Convert all of the rows below into one numbered list, leaving out any blank lines.

===== RECORDS SUPPLIED

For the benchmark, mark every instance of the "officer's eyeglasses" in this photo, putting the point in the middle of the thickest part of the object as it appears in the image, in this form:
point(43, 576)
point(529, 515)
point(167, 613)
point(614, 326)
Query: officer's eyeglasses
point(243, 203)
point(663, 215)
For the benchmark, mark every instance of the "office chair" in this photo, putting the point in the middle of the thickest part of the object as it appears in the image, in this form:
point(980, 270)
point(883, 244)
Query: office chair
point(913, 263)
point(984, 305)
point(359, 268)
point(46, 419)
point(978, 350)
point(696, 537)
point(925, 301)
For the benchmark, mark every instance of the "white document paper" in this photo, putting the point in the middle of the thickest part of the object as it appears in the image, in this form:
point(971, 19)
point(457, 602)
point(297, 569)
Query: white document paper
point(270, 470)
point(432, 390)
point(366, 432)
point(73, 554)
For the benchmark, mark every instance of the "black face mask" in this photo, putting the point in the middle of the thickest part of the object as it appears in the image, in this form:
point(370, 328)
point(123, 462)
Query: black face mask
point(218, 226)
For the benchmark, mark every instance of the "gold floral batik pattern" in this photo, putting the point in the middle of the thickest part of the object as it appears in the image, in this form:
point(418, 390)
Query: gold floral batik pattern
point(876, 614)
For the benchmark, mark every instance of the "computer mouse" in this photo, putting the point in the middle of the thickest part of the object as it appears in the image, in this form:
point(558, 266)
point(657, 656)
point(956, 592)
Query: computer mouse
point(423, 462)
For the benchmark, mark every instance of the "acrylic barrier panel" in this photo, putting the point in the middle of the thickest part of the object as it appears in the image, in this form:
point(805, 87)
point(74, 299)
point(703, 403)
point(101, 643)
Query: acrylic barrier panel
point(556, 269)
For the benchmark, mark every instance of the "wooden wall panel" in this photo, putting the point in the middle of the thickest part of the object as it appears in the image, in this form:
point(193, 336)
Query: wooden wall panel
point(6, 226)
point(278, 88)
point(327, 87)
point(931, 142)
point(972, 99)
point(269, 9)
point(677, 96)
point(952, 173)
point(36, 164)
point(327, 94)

==========

TASK RESPONSE —
1. For the benchmark, mark every instance of the "officer's eyeglasses" in this photo, putting the point in the middle of the thickest part of the object as it appears in the image, in this form:
2. point(43, 576)
3. point(529, 515)
4. point(167, 613)
5. point(614, 326)
6. Query: officer's eyeglasses
7. point(243, 203)
8. point(663, 215)
9. For the benchmark, mark every instance of the "office chair" in this photo, putting the point in the middle of the thickest part of the object as it appears in the image, in this form:
10. point(980, 270)
11. point(883, 244)
12. Query: office chair
13. point(913, 263)
14. point(984, 305)
15. point(359, 268)
16. point(46, 419)
17. point(978, 350)
18. point(696, 537)
19. point(925, 301)
20. For the benchmark, mark every instance of the "white document paper" in this photo, putting the point in the middle of the thickest part of the object as it appears in the image, in this form:
21. point(971, 19)
22. point(457, 602)
23. point(297, 569)
24. Query: white document paper
25. point(270, 470)
26. point(432, 390)
27. point(366, 432)
28. point(73, 554)
29. For the benchmark, mark every instance of the "black face mask" in this photo, putting the point in the middle of the thickest part of the object as it appears in the image, in this form:
30. point(370, 328)
31. point(123, 462)
32. Query: black face mask
33. point(218, 226)
34. For the benchmark, mark every instance of the "gold floral batik pattern" in this photo, putting the point in the middle of the thickest part of the object as it appears in the image, in this form:
35. point(418, 390)
36. Query: gold floral batik pattern
37. point(876, 614)
38. For the benchmark, mark every instance of the "computer mouse" in this photo, putting the point in the middle of the thickest part of the object as it appears in the image, in this form:
39. point(558, 266)
40. point(657, 656)
41. point(956, 592)
42. Query: computer mouse
43. point(423, 462)
44. For the benchmark, mark every instance of the "acrylic barrier panel" in this photo, putting the point in the middle of the thickest part of the object as it appears in the image, in this form:
45. point(805, 87)
46. point(74, 299)
47. point(703, 403)
48. point(101, 643)
49. Query: acrylic barrier panel
50. point(556, 269)
51. For the benchmark, mark every instance of the "wooden wall panel" in this photo, putting the point in the middle of the thickest part of the object as it appears in the image, in this form:
52. point(193, 336)
53. Query: wooden wall panel
54. point(6, 226)
55. point(278, 88)
56. point(327, 87)
57. point(931, 142)
58. point(972, 99)
59. point(269, 9)
60. point(677, 96)
61. point(952, 173)
62. point(36, 164)
63. point(327, 94)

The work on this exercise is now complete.